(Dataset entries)

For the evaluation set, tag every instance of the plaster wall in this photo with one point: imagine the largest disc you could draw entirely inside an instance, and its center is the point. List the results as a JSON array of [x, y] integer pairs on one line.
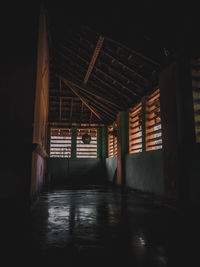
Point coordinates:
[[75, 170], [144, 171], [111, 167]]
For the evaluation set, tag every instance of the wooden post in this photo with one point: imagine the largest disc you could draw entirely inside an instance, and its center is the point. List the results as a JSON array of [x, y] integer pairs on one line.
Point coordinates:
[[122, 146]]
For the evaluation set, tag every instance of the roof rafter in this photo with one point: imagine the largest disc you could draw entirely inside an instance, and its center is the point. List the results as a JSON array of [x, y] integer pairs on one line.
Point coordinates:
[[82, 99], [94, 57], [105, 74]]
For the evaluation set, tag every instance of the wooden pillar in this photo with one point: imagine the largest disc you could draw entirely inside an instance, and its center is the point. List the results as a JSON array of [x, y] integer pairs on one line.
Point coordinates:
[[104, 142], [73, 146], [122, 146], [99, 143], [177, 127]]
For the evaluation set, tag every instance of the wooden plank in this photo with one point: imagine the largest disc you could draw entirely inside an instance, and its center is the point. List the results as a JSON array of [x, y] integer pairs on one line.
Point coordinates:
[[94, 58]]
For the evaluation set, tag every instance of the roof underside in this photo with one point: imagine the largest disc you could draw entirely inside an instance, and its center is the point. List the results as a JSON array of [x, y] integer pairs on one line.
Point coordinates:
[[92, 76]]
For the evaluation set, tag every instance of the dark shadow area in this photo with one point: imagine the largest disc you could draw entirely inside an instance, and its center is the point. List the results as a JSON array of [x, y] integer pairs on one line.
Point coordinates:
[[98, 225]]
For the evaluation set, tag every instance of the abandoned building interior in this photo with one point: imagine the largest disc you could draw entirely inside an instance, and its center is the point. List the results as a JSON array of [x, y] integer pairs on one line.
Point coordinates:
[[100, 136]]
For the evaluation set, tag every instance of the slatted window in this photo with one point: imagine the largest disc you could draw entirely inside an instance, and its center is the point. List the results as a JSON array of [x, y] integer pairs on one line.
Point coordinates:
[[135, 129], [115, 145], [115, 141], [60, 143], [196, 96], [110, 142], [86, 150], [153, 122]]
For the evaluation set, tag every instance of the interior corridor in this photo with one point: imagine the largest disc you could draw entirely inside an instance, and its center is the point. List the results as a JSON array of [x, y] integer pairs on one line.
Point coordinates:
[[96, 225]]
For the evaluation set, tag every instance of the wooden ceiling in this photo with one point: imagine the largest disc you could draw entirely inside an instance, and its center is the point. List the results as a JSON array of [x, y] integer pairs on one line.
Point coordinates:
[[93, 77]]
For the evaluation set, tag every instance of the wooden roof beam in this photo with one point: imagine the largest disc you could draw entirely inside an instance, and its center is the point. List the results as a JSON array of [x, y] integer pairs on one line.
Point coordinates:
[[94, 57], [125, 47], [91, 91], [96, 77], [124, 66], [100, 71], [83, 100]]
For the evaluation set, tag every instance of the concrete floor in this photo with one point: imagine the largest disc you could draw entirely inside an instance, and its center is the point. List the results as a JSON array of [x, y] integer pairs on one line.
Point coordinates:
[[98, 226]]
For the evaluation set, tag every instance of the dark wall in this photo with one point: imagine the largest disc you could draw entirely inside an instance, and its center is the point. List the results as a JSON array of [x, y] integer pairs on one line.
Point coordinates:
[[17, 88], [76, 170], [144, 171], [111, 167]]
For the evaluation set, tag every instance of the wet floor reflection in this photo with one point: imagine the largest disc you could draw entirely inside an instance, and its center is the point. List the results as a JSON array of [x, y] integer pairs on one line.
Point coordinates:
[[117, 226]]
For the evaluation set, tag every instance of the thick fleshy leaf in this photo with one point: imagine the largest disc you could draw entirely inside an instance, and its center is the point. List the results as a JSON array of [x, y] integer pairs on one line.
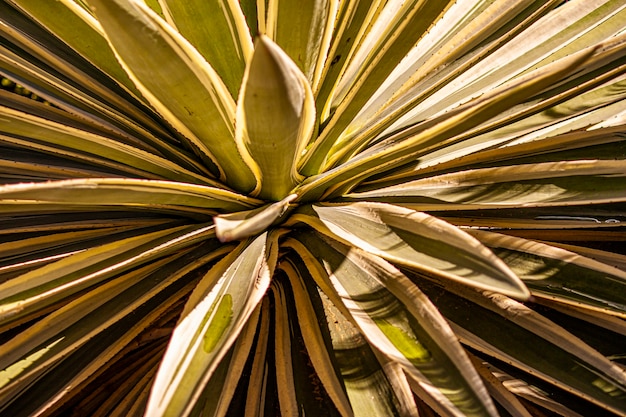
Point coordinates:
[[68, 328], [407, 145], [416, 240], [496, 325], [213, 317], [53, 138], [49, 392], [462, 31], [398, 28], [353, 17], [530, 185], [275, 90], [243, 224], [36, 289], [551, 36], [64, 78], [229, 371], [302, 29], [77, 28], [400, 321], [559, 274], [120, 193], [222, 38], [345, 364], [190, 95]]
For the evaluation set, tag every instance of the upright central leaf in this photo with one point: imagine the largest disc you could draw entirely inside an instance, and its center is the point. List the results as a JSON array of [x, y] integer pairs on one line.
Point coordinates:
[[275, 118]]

#### WHAT TO WORK ON:
Update the material above by replacing "evaluation set" with "test set" everywhere it occurs and leaving all else unchanged. Omit the pictures from your answer.

#### TASK RESPONSE:
For the test set, tag every instance of the plaster wall in this photo with one point: imagine the largest disc you could draw entirely inside an instance, and its center is the point. List the results as a JSON array of [x, y] integer pairs on one line.
Point coordinates:
[[75, 170], [144, 171], [111, 167]]
For the test set, tag every instance of the wooden post in this photo with one point: imagine the largest disc you could draw entirely inside an instance, and its center is the point. List the results as a JSON array of [x, y] integer pairs on one line.
Point coordinates:
[[122, 146]]
For the test set, tag every instance of the roof rafter in this photo with one point: imagine the largest disc you could draw entirely inside an instance, and its center is the point. List the results as a JSON array of [x, y] integer pairs on one line.
Point coordinates:
[[82, 99], [94, 57], [105, 74]]
For the test set, tag every instance of the wooden pillar in this photo with one point: imagine the largest disc you could draw entirely inside an instance, and its center is the point. List the results as a JSON array of [x, y] integer pairs on one line.
Point coordinates:
[[104, 142], [73, 146], [122, 146], [99, 143], [177, 127]]
For the test set, tag every instance of the wooden plank in this photo with one point: imagine the largest disc you could draw entirely inside an instance, and its center is the point. List the results as a JSON array of [x, y] integer pairs on one line.
Point coordinates:
[[94, 58]]
For the test set, tag every instance of the roof underside in this photo with one point: imagine the largest disc you could draw entirely inside an instance, and its center is the point. List the results as a JSON array of [x, y] integer pairs on one line.
Point coordinates:
[[92, 76]]
For the test set, tag every instance of the dark shadow area in this photo with one point: imagine the largest disc you could draw entirely inside an instance, and its center is the point. List the results as a JSON array of [x, y] integer pairs on one line.
Point coordinates:
[[98, 225]]
For the test set, tag every instance of the abandoned building interior in this photo with one point: imagine the largest disc you could draw entirely inside an instance, and its center is the point. List the results as a JSON array of [x, y] integer pairs on one line.
Point coordinates:
[[100, 136]]
For the test set, tag every instance of the slatted window in this photo with one point: imagine the largest disc you could draw entirely inside an instance, and its center is the point. List the results as a JSON array of [x, y] integer pairs on one line.
Point coordinates:
[[135, 129], [115, 145], [115, 141], [60, 143], [196, 96], [110, 142], [86, 150], [153, 122]]
For the test set, tag every instance of the interior corridor in this photo with one point: imagine the largest disc you could draw entirely inside an instance, and its center is the point. List the results as a JSON array of [x, y] integer pairs on one line.
Point coordinates:
[[96, 225]]
For the test set, tag every instance of the wooden ceiling in this photo with one point: imagine the largest disc you could draw entirely inside an instance, and its center is the point. List the results as a JSON array of [x, y] integer pairs on one line.
Point coordinates:
[[93, 77]]
For the test set, tag every instance of the wooden roof beam in this photo with one point: imagine the largest disc you could draw entirely inside an instance, and its center is the point. List the results as a JSON array of [x, y] integer pairs on one line.
Point coordinates:
[[94, 57], [125, 47], [91, 91], [96, 77], [124, 66], [100, 71], [83, 100]]
For the test set, tag every instance of the concrete floor in this photo with one point: imagine the largest disc you could draw entirely inside an instance, and its center is the point. List the results as a JSON array of [x, y] integer pairs on one line.
Point coordinates:
[[98, 226]]
For the test set, tag every instance of the dark wall in this photo with one point: imagine the largest disc you could draw entirely inside an instance, and its center is the point. List the results as a JSON array of [x, y] integer pairs on one line.
Point coordinates:
[[17, 88], [76, 170], [144, 171], [111, 167]]
For the test set, tag every instance of the wet floor reflection in this photo with one point: imagine the largest disc you could draw entirely inside an instance, and its center is the point. List the results as a JSON array of [x, y] integer pairs on one line.
Point coordinates:
[[117, 226]]
For the test set, tag every instance of the thick fleshy leaf in this photo with one point: imagine the largest disc you could draw entirely inside an instance, and its center is the point. List the results as a JSON array of [x, y] integer pairs on one line.
Point coordinates:
[[68, 328], [407, 145], [416, 240], [496, 325], [213, 317], [53, 138], [49, 392], [462, 31], [398, 28], [353, 17], [530, 185], [275, 90], [243, 224], [36, 289], [551, 36], [64, 78], [229, 371], [302, 29], [77, 28], [400, 321], [559, 274], [120, 193], [222, 38], [345, 364], [190, 95]]
For the test set, tag every instance of the upright central leaf in this photo with one point: imagine the largest disc you could draw entirely inside an instance, and its center is the point. List the results as a JSON array of [x, y] integer pairs on one line.
Point coordinates:
[[275, 118]]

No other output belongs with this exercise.